Exercise brief: Please write out each entry below exactly as it appears.

Provided entries:
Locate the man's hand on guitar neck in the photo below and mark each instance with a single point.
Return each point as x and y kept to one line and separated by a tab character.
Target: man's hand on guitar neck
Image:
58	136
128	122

Output:
Locate the man's hand on guitar neck in the photo below and mark each instance with a single point.
Return each point as x and y kept to one line and separated by a tab character.
Target: man's hand on guitar neck
Image:
58	136
128	122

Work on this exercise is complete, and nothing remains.